» **THE TASK**: Count the lines in the data below that contain the word "fruit", and reply with only that number.

» **Data of labeled points**:
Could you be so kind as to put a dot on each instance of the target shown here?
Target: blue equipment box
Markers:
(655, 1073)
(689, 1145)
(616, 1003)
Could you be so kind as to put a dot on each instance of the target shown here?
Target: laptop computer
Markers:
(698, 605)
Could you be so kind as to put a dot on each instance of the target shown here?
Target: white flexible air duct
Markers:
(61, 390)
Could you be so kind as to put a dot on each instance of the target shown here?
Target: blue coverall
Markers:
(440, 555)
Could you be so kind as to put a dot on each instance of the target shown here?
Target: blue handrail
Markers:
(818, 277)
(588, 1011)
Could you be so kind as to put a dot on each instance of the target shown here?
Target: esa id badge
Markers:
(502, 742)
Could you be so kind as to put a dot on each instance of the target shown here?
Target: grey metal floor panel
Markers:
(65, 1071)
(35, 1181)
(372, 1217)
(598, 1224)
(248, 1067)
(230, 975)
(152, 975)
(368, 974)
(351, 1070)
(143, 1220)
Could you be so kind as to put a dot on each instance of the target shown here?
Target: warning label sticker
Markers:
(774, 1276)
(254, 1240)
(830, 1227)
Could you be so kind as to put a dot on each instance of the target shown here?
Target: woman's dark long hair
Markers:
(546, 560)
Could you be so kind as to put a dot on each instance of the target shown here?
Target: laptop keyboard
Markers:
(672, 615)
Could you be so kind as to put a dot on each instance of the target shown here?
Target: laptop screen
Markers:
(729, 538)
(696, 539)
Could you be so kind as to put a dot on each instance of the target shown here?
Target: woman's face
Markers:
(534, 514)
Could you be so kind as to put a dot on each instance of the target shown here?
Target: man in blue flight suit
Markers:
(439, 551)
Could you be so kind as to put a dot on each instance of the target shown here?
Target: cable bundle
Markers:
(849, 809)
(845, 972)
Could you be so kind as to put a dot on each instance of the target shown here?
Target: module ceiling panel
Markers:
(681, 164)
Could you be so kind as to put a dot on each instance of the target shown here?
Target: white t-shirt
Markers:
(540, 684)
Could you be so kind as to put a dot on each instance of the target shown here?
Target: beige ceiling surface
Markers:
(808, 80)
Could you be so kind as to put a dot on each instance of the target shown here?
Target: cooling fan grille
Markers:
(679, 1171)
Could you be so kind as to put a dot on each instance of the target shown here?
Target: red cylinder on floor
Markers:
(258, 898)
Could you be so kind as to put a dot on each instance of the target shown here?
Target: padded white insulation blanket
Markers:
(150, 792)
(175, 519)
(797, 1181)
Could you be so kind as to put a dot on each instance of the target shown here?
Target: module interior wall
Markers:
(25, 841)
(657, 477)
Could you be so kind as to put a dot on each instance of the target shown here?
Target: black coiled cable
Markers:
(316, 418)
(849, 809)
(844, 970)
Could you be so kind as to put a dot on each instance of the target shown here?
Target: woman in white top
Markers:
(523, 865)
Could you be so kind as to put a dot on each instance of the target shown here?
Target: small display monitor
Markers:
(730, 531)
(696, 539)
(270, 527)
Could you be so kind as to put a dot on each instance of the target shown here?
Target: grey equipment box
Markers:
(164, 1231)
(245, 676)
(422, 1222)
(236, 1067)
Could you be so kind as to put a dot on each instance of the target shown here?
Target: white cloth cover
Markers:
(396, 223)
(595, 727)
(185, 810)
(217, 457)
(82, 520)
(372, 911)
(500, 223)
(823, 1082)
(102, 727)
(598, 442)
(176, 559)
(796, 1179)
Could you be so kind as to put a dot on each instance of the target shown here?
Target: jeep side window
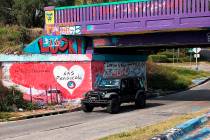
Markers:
(124, 84)
(136, 84)
(141, 82)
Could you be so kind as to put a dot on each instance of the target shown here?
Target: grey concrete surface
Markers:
(88, 126)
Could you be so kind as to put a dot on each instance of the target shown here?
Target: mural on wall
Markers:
(117, 69)
(56, 45)
(71, 79)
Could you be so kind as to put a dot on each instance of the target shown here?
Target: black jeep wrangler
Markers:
(111, 93)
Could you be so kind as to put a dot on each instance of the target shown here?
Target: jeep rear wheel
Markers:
(140, 101)
(113, 106)
(87, 108)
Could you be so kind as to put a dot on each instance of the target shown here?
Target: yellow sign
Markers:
(49, 17)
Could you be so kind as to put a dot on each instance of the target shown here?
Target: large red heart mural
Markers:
(73, 79)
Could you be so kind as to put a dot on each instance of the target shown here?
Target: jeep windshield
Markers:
(109, 83)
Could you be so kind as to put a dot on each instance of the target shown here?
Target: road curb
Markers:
(41, 114)
(155, 95)
(183, 129)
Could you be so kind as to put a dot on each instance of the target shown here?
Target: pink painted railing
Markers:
(131, 10)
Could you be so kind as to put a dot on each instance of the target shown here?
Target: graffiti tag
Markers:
(55, 45)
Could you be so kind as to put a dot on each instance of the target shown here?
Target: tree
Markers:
(5, 11)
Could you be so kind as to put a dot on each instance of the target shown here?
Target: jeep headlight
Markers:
(103, 94)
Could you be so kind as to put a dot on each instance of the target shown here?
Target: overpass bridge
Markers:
(130, 24)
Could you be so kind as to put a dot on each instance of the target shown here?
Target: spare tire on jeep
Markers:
(140, 101)
(113, 106)
(87, 107)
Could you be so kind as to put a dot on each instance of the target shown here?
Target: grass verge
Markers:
(171, 78)
(4, 116)
(148, 132)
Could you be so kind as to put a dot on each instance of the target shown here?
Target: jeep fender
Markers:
(110, 95)
(139, 92)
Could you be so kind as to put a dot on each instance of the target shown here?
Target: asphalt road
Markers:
(85, 126)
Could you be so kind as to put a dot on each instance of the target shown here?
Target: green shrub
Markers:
(167, 54)
(166, 78)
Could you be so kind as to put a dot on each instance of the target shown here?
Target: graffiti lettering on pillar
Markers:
(56, 45)
(69, 79)
(70, 30)
(49, 17)
(118, 69)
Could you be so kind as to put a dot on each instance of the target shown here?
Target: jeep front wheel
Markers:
(113, 106)
(140, 101)
(87, 108)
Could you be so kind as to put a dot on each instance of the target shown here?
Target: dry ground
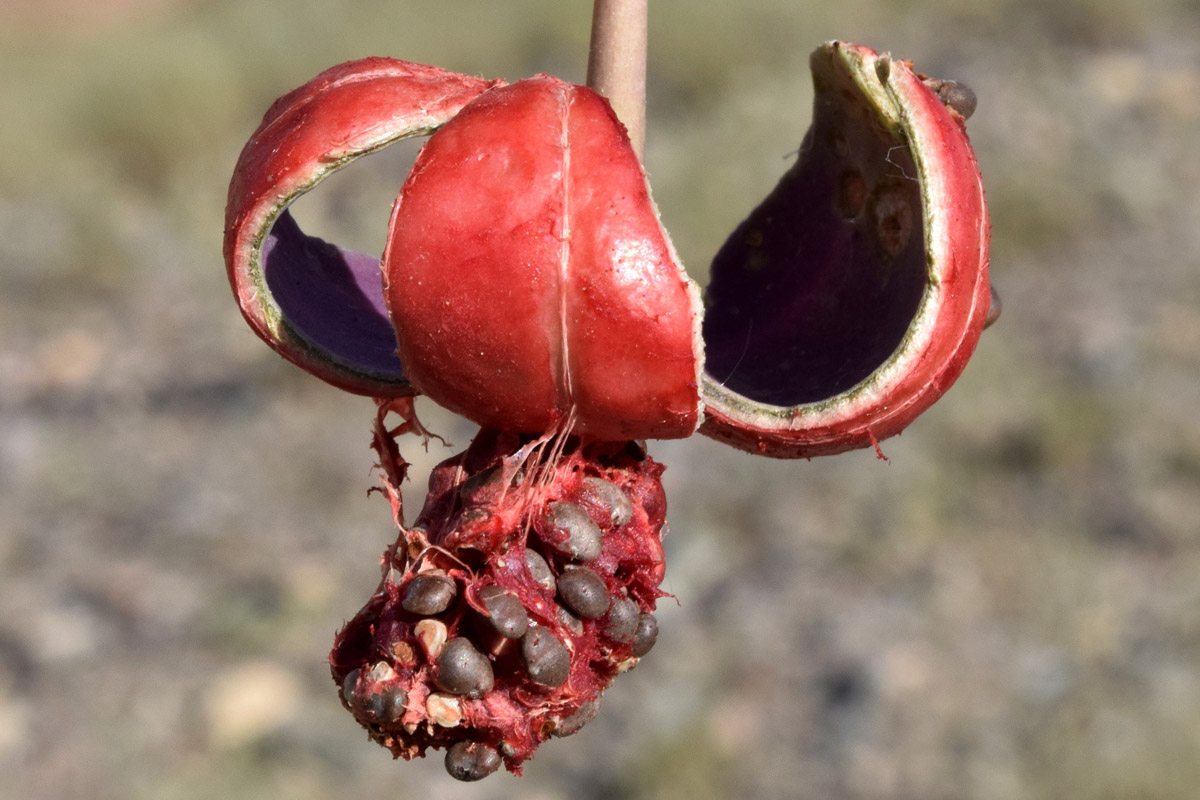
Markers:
(1009, 608)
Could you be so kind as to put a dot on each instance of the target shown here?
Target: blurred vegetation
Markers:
(1006, 609)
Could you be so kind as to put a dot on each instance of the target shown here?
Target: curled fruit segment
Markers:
(317, 305)
(852, 296)
(528, 284)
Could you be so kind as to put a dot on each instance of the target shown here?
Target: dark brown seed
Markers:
(427, 594)
(583, 715)
(609, 497)
(348, 685)
(646, 636)
(507, 615)
(573, 531)
(462, 669)
(547, 660)
(472, 761)
(539, 570)
(583, 591)
(993, 310)
(570, 621)
(387, 705)
(622, 621)
(958, 96)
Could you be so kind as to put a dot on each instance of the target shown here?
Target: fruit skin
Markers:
(529, 280)
(479, 521)
(957, 299)
(315, 304)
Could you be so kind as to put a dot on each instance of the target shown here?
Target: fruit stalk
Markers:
(617, 62)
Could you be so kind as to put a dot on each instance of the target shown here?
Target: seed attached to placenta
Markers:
(583, 591)
(539, 570)
(547, 660)
(646, 636)
(429, 594)
(622, 621)
(507, 615)
(462, 669)
(609, 497)
(570, 530)
(472, 761)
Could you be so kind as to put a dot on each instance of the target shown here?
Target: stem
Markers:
(617, 62)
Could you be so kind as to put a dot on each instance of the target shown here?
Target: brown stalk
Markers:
(617, 62)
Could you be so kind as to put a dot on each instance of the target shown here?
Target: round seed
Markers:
(427, 594)
(583, 591)
(609, 497)
(349, 684)
(622, 621)
(507, 615)
(958, 96)
(570, 621)
(472, 761)
(443, 709)
(583, 715)
(547, 660)
(432, 635)
(573, 531)
(462, 669)
(646, 636)
(387, 705)
(539, 570)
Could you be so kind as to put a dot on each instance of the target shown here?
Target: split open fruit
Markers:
(527, 282)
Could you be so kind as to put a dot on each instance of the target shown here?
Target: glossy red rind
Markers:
(346, 112)
(953, 310)
(528, 277)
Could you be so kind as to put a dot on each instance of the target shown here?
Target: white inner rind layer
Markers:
(887, 86)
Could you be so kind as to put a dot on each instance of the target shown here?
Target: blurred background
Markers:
(1007, 608)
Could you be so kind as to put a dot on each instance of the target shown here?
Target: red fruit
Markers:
(852, 298)
(532, 288)
(528, 276)
(505, 663)
(317, 305)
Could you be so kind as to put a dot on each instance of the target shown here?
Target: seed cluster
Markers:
(526, 585)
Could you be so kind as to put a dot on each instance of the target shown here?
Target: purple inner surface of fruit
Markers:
(330, 296)
(817, 288)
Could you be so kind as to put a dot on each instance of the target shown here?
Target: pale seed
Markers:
(609, 495)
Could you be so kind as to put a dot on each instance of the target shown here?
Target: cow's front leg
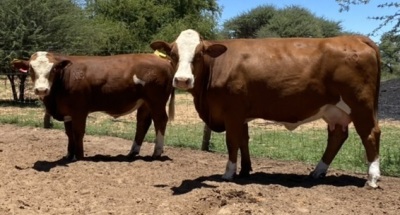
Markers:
(71, 144)
(78, 129)
(143, 122)
(336, 138)
(160, 118)
(234, 139)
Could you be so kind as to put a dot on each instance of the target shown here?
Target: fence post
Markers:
(47, 121)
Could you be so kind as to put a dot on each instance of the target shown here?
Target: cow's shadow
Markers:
(46, 166)
(286, 180)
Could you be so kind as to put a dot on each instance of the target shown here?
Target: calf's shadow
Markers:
(286, 180)
(46, 166)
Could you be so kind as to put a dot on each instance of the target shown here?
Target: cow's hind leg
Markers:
(143, 122)
(78, 129)
(71, 143)
(245, 153)
(160, 118)
(236, 133)
(369, 132)
(336, 138)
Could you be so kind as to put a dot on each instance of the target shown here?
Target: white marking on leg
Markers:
(135, 149)
(320, 170)
(67, 118)
(159, 146)
(230, 171)
(137, 80)
(374, 173)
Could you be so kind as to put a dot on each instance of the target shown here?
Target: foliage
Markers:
(147, 20)
(390, 53)
(247, 24)
(28, 26)
(292, 21)
(345, 6)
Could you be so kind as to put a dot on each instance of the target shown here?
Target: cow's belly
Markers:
(124, 110)
(338, 114)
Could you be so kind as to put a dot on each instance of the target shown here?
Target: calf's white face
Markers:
(186, 43)
(41, 67)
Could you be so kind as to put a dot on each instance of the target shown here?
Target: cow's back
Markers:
(307, 72)
(113, 84)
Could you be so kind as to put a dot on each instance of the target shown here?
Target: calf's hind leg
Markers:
(143, 122)
(160, 118)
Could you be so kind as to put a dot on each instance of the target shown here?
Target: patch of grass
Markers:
(305, 145)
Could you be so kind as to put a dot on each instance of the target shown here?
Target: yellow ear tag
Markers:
(160, 54)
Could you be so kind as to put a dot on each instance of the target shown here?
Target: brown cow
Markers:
(291, 81)
(71, 87)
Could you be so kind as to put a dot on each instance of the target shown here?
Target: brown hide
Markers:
(284, 80)
(85, 84)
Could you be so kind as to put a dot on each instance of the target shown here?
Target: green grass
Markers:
(306, 145)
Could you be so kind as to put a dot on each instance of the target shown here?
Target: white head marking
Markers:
(186, 43)
(41, 67)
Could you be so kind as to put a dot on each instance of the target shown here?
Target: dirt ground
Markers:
(34, 179)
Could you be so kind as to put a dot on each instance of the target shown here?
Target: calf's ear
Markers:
(161, 45)
(21, 65)
(214, 49)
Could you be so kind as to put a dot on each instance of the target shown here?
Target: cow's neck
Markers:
(200, 90)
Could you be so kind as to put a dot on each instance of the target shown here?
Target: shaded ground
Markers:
(389, 100)
(35, 180)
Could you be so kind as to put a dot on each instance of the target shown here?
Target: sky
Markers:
(354, 20)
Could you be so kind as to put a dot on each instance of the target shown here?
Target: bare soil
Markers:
(34, 179)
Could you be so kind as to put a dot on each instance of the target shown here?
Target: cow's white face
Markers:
(186, 44)
(41, 67)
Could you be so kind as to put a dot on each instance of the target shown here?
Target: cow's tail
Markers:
(371, 44)
(171, 106)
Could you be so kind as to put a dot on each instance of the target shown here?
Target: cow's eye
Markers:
(174, 56)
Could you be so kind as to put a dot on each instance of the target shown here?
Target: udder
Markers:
(334, 115)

» **FINISHED TASK**: 6